Aim. Could you write out the records below exactly as they appear, leaving out any pictures?
* start Records supplied *
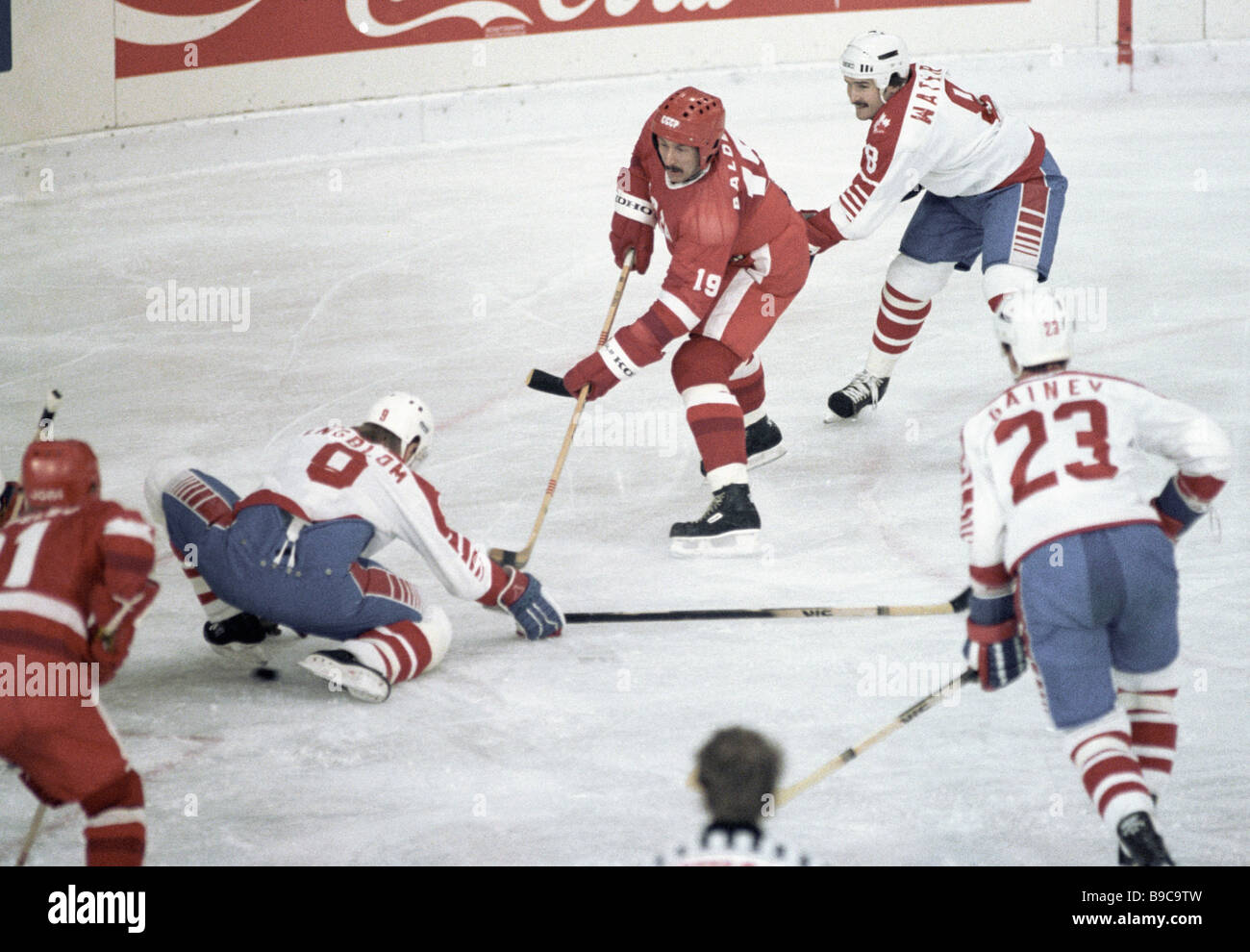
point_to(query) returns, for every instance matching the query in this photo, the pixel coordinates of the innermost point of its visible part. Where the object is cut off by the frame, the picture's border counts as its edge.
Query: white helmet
(405, 416)
(875, 55)
(1036, 325)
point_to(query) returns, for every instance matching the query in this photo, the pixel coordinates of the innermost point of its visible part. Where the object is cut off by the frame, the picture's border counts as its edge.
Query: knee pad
(437, 627)
(159, 477)
(917, 280)
(703, 360)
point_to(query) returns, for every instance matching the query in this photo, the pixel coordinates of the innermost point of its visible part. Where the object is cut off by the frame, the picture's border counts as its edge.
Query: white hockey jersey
(333, 472)
(936, 134)
(1054, 455)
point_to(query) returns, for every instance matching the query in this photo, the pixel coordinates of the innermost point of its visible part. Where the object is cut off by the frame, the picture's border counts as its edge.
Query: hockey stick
(841, 760)
(949, 608)
(503, 556)
(36, 822)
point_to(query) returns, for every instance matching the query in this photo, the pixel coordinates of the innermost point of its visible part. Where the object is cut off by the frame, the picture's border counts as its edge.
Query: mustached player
(738, 258)
(991, 190)
(74, 581)
(1051, 509)
(298, 551)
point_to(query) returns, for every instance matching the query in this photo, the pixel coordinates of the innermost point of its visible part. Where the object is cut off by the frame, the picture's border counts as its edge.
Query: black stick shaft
(949, 608)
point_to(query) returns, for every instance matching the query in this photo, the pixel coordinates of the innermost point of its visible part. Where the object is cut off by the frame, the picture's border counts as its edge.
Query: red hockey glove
(821, 233)
(604, 368)
(537, 616)
(113, 625)
(633, 221)
(1183, 501)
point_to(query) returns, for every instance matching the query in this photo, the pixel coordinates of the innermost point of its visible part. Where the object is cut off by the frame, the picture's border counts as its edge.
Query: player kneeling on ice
(738, 258)
(296, 552)
(1050, 505)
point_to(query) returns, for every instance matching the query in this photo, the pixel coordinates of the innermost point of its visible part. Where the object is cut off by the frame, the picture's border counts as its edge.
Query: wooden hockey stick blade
(546, 383)
(51, 404)
(841, 760)
(29, 842)
(505, 558)
(949, 608)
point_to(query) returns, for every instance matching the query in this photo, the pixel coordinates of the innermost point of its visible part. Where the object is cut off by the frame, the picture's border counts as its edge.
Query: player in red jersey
(74, 580)
(738, 258)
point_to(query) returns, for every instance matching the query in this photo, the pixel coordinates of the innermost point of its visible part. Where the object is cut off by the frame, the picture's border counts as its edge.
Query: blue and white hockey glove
(537, 616)
(994, 646)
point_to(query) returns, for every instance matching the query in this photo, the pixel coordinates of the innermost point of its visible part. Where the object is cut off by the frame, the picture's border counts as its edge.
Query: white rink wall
* end Records supplied *
Answer to the exercise.
point_to(query) returns, for every instance matching the query in this photo, the pixel coordinates of the innermost point of its visible part. Where the object is cut off by the frame, the picture's border counts as its edge.
Query: white helmet
(405, 416)
(875, 55)
(1036, 325)
point_to(query) returns, for every instance matching the query in this photo, the pixel coordinates of the innermost point of its visible part. Where the object is cut off by the frame, the picture's border counts as its edge.
Query: knee pad
(437, 627)
(159, 477)
(917, 280)
(703, 360)
point_to(query) returns, for every instance matching the query in this photo, the pixel coordinates of the innermost point of its visible part. Where the object is cut off by the frame, the picture's border counts as its edge.
Query: white hockey jersey
(333, 472)
(936, 134)
(1054, 455)
point_to(query) returns, for every instance matching the query in this photo, the pixel coordinates of the innermost point of its visible part. Where the object is cut off by the frame, the picture's border counts as its edge.
Query: hockey stick
(841, 760)
(949, 608)
(503, 556)
(36, 822)
point_to(query) returns, for every instance matching the query in this photo, the pixel coordinates of the innermost point of its visible part. Where the object is cut off by the frame, the picture's border counts as its edge.
Query: mustached player
(738, 258)
(991, 190)
(74, 581)
(1051, 509)
(298, 551)
point_to(query) returns, for every instance matching the query in this photo, the pixel coordinates of the innermost point of its visible part. Where the object is cut off by the frame, the picture's border counts as its edge.
Query: black stick shaft
(949, 608)
point_to(query) returns, for every instance matching the query in this photo, the pixel coordinates of the innermost point of its visible part. Where the object is cut off by the frame, the picture's border counts as its edge.
Query: red hockey glove
(821, 233)
(604, 368)
(537, 616)
(113, 625)
(633, 221)
(1183, 501)
point_to(query) returns, for every instance matching the query in this photo, the pixel coordinates of the innermost point of its visible part. Where the object is cut off by the frame, the picture's border counts as its edge.
Query: player kneeling on ice
(738, 258)
(296, 552)
(1050, 505)
point_to(query) returns, for every instance matching the query in this photo, the pixel coordinates of the innermost point of its visible part. Where the object is cut off by the frame, the picture's border counts as its edge.
Query: wooden hockey stick blade
(546, 383)
(51, 404)
(841, 760)
(29, 842)
(505, 558)
(949, 608)
point_to(query) returns, for every instance matching the query in this photo, the pixel coordinates of the innermost point of its visible part. Where the object is cut off by the frame, the picture's border counts as its edge.
Query: player in red jersey
(74, 580)
(738, 258)
point_to(query) returns, for every instance matching the query in this photo, the pixel coordinates of the innermost point of its visible part. Where the object is cut off by the frame, the picture's border counts as its edge.
Query: blue and white hockey glove
(537, 616)
(994, 646)
point_to(query) returns, for every instance matching the query in this photo, the pixel coordinates of the innermost point of its visible part. Where the object is cut off by the frame, the picture's border counts as its edge.
Query: white rink wall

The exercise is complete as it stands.